-- Begin --

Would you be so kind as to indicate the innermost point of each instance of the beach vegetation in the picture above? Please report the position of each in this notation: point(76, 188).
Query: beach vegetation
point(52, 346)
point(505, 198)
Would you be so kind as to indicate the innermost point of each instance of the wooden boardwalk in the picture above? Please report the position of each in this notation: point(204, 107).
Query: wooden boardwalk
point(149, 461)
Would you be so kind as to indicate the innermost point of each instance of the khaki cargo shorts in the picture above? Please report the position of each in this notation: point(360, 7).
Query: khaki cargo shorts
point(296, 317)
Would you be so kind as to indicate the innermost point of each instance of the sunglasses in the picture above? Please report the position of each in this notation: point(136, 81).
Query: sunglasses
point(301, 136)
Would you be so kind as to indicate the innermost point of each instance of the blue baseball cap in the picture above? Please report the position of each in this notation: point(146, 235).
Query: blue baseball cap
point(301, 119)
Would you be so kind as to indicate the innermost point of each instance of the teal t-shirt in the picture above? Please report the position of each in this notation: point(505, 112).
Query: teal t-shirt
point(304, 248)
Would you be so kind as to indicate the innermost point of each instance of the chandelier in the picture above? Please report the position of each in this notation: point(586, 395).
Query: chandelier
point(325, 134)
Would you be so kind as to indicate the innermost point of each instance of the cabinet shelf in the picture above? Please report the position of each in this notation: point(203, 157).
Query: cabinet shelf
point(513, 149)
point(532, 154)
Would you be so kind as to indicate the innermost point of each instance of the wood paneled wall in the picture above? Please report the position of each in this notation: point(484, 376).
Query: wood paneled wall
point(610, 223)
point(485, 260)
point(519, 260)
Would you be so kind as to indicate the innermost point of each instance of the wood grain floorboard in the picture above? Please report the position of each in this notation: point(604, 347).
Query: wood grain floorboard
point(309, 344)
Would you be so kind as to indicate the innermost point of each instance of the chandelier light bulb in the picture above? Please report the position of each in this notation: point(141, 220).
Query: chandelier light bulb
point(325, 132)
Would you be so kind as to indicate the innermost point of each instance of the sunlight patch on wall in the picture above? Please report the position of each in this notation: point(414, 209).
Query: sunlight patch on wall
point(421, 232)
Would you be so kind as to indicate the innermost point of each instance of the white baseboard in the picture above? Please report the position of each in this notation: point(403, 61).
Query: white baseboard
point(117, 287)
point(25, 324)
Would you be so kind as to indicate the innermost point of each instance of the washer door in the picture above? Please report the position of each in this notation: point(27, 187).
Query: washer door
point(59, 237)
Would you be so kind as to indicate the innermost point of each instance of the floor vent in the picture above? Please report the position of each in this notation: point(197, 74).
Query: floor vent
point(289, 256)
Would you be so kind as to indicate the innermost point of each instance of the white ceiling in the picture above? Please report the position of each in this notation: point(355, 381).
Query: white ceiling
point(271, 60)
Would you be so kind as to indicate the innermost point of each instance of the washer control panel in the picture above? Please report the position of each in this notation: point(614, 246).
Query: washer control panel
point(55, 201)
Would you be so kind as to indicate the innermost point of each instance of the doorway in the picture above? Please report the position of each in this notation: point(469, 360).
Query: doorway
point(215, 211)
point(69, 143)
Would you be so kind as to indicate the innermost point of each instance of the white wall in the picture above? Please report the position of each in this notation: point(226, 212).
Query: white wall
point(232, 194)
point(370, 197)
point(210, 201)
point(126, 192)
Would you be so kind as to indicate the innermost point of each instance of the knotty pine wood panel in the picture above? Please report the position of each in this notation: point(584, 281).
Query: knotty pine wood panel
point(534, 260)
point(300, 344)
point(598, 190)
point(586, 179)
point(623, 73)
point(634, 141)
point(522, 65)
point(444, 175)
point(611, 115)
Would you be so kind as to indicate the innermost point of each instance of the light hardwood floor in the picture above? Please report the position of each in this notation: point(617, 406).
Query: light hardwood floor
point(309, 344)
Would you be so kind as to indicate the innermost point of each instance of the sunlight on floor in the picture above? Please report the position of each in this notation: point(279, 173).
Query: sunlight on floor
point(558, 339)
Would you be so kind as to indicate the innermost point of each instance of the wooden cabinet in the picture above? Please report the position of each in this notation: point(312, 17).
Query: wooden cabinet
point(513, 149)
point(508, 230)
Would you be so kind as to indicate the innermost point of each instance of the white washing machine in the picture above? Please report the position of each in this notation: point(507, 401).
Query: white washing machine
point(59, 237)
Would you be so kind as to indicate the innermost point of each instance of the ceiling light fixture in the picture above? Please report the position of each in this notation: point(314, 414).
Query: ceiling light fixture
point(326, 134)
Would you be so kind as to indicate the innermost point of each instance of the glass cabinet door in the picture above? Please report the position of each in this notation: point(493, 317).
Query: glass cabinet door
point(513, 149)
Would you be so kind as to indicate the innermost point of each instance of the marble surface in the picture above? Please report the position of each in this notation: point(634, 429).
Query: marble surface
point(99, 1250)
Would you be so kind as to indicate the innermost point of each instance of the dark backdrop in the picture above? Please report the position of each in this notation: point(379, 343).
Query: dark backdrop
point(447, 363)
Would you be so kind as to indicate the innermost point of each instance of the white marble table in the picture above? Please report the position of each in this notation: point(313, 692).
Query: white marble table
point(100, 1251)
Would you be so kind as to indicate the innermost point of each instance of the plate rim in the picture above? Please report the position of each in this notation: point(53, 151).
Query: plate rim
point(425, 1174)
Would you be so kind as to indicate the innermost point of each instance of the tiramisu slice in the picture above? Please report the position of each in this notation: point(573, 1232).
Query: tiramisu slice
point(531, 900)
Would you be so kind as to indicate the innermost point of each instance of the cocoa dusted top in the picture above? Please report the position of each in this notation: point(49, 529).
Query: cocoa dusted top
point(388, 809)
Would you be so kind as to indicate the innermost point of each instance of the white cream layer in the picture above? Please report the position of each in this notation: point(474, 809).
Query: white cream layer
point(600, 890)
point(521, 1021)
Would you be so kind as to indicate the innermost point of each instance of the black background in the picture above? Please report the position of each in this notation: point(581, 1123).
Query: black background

-- End --

EXERCISE.
Revise all of the records above so that "innermost point" reads "central point" everywhere it appears, and leave every other word as it is.

RESULT BELOW.
Would you be so kind as to indicate the central point of each instance of the beach vegetation in the picture above? Please report the position of each in this notation: point(76, 188).
Query: beach vegetation
point(52, 346)
point(505, 198)
Would you be so kind as to indicate the central point of each instance of the wooden boardwalk in the picture above? Please report the position of each in this notation: point(204, 107).
Query: wooden boardwalk
point(149, 461)
Would you be so kind as to indicate the central point of each instance of the khaki cargo shorts in the picture above? Please report the position of each in this notation: point(360, 7).
Query: khaki cargo shorts
point(296, 317)
Would you be so kind as to indicate the central point of each instance of the sunglasses in the picture above? Please report the position of each in this notation: point(136, 81).
Query: sunglasses
point(301, 136)
Would you be so kind as to indicate the central point of each instance of the blue baseball cap in the picture above? Please report the position of each in this notation: point(146, 235).
Query: blue baseball cap
point(301, 119)
Would you be so kind as to indicate the central point of each instance of the teal t-shirt in the picture above? Please report the position of each in this notation: point(505, 112).
Query: teal t-shirt
point(304, 248)
Would you be so kind as to indicate the central point of each instance of the chandelier in the picture above? Please report the position of each in this notation: point(586, 395).
Query: chandelier
point(325, 134)
Would you be so kind as to indicate the central point of each instance of the cabinet shelf in the picture above? Please report the position of each in this notation: point(203, 157).
Query: cabinet shelf
point(513, 149)
point(532, 154)
Would you be so kind as to indicate the central point of each instance of the wood paneled wall in the picture above? Please report the position of each in this notation: point(484, 376).
Query: wood paneled wall
point(610, 223)
point(485, 260)
point(519, 260)
Would you be so kind as to indicate the central point of each instance of the wood grain floorboard in the picture above? Please report the position of each in this notation: point(604, 347).
Query: wood grain floorboard
point(309, 344)
Would you be so kind as to indicate the central point of each instance of the chandelier light bulb in the picture above? Please report the position of each in this notation: point(141, 220).
Query: chandelier light bulb
point(325, 132)
Would you be so kind as to indicate the central point of each instance of the sunlight patch on wall in the picture above? Please report the position of each in this notation: point(414, 209).
Query: sunlight patch on wall
point(421, 232)
Would you be so kind as to indicate the central point of each instance of the white baseboard in the picture above? Please report the position of each in this notation: point(403, 61).
Query: white baseboard
point(117, 287)
point(25, 324)
Would you be so kind as to indicate the central point of each instance of the washer door in the picture above? Please report the position of each in this notation: point(27, 187).
Query: washer door
point(59, 237)
Would you be so kind as to indicate the central point of each instance of the floor vent in the picture above? Please report the position of each in this notation: point(197, 74).
Query: floor vent
point(289, 256)
Would you be so kind as to indicate the central point of each instance of the white ceiling in the picture above? Please report the position of each in this notation: point(355, 381).
Query: white ceiling
point(271, 60)
Would you be so kind as to indicate the central point of each instance of the washer control panel in the picture above? Please report the position of each in this notation: point(614, 246).
Query: washer control panel
point(55, 201)
Would you be so kind as to indicate the central point of each instance of the doorway in the picture above? Please report the position of each in this notation: point(469, 360).
Query: doorway
point(215, 211)
point(69, 143)
Would you be so kind as to indicate the central point of each instance of the white wall in the picture above? Please report the position of each in this notation: point(226, 212).
Query: white wall
point(232, 194)
point(370, 197)
point(210, 201)
point(126, 192)
Would you be so kind as to indicate the central point of each instance of the knotty pine wood panel in the picture above? Please report the position of each in this notation: point(584, 281).
Query: knotty pine wood panel
point(534, 260)
point(300, 344)
point(598, 190)
point(586, 179)
point(623, 73)
point(634, 141)
point(522, 65)
point(444, 175)
point(611, 115)
Would you be so kind as to indicate the central point of each instance of the light hardwood floor in the picture above? Please report the position of each in this notation: point(617, 406).
Query: light hardwood floor
point(309, 344)
Would you be so kind as to indicate the central point of each instance of the sunlight on floor in the picture above? Please report the position of each in this notation: point(279, 173).
Query: sunlight on floor
point(558, 339)
Would you be so kind as to indicate the central point of each instance of the wooden cabinet in the picture above? Please report the position of each in this notation: point(312, 17).
Query: wooden cabinet
point(513, 149)
point(508, 230)
Would you be so kind as to indicate the central point of each instance of the white washing machine in the picture above? Please report the position of each in this notation: point(507, 401).
Query: white washing machine
point(59, 237)
Would you be so kind as to indicate the central point of each instance of the ceiling light fixture in the picture above? Please report the position of each in this notation: point(314, 414).
Query: ceiling light fixture
point(326, 134)
Would you be so kind as to indicate the central point of each instance of the glass cabinet door in the picture above? Please report the position of each in this notation: point(493, 317).
Query: glass cabinet door
point(513, 149)
Would you be so kind as to indicate the central point of each instance of the marble surface in the picture above? Please report the position of each in this notation: point(634, 429).
Query: marble surface
point(99, 1250)
Would you be so kind as to indicate the central point of each instance of the dark backdrop in the picture above? Please report the position of each in this notation: point(379, 343).
Query: dark backdrop
point(447, 363)
Would you be so kind as to indicate the central point of each instance of the white marble table in the picture above? Please report the position of each in this notation: point(313, 692).
Query: white marble table
point(100, 1251)
Would you be so kind as to indicate the central point of each instance of the plate rim in the picture above? Please report the position of each in this notation: point(53, 151).
Query: plate rim
point(425, 1174)
Would you be so kind as to indicate the central point of each instance of the tiramisu slice in the picture above? Please report the position of each in this notation: point(573, 1232).
Query: tiramisu slice
point(531, 900)
Would you be so kind as to indicate the central point of each instance of the cocoa dusted top in the picture above? Please report the position of each in this notation: point(49, 529).
Query: cocoa dusted top
point(388, 809)
Would you be so kind as to indicate the central point of each instance of the white cream layer in the picture above? Please report the position of each in this notation: point(474, 809).
Query: white cream layer
point(600, 890)
point(521, 1021)
Would you be so kind as to indicate the central point of each instance of the black background in the picture above? Please report the position of each in this notation: point(581, 1123).
Query: black background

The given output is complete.